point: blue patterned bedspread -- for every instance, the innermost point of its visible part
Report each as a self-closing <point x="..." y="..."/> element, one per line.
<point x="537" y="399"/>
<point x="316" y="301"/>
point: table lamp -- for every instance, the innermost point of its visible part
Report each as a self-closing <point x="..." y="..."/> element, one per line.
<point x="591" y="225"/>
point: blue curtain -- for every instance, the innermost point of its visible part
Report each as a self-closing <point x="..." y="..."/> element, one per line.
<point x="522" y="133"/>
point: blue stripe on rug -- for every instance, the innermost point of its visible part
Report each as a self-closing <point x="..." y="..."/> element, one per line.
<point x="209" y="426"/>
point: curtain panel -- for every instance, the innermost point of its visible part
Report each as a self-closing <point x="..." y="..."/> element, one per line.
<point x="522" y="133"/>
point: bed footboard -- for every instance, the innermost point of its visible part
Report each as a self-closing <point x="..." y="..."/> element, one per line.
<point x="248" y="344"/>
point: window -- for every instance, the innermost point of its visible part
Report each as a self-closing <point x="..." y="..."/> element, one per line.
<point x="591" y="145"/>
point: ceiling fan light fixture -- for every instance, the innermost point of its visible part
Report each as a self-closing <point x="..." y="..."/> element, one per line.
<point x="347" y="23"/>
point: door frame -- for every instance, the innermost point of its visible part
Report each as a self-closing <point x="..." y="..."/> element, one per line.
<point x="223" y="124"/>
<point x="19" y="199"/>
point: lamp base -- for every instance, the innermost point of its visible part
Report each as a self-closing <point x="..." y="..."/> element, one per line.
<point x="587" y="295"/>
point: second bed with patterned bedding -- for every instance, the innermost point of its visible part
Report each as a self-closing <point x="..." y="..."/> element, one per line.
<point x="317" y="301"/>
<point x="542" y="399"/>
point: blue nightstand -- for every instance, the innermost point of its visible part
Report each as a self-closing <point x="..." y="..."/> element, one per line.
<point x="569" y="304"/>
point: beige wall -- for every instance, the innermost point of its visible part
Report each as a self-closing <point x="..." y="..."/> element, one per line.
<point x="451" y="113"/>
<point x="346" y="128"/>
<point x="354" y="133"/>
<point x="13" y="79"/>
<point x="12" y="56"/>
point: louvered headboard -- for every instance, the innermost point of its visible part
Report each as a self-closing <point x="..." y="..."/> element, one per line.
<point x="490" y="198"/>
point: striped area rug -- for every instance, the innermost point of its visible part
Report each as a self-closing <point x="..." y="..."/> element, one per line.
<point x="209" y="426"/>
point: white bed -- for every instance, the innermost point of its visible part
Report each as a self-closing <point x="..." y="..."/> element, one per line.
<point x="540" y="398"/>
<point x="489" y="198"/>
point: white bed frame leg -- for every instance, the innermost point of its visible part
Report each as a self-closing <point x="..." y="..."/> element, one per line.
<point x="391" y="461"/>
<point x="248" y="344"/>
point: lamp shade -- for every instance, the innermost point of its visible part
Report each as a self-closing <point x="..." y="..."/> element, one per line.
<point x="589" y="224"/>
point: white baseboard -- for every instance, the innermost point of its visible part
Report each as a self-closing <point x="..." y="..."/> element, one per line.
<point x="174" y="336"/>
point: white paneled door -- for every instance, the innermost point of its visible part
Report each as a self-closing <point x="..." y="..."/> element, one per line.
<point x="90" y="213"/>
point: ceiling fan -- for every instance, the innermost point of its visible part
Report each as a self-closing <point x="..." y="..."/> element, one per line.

________________________

Instruction » Copy exactly the line containing "point: lamp shade" and every line after it, ending with the last line of the records above.

Written response »
point: lamp shade -- for every instance, the innermost point of its visible part
Report each as a self-closing <point x="..." y="..."/> element, one per line.
<point x="589" y="224"/>
point: white baseboard -- for every instance, the innermost point of its visible part
Report each as a self-closing <point x="..." y="..."/> element, one per line.
<point x="174" y="336"/>
point: white paneled door -- for every instance, the innermost point of its visible part
Report each as a self-closing <point x="..." y="..."/> element, one per line.
<point x="90" y="213"/>
point: ceiling fan -- for every instance, the innermost point of its visible part
Report each as a self-closing <point x="..." y="..."/> element, one per line.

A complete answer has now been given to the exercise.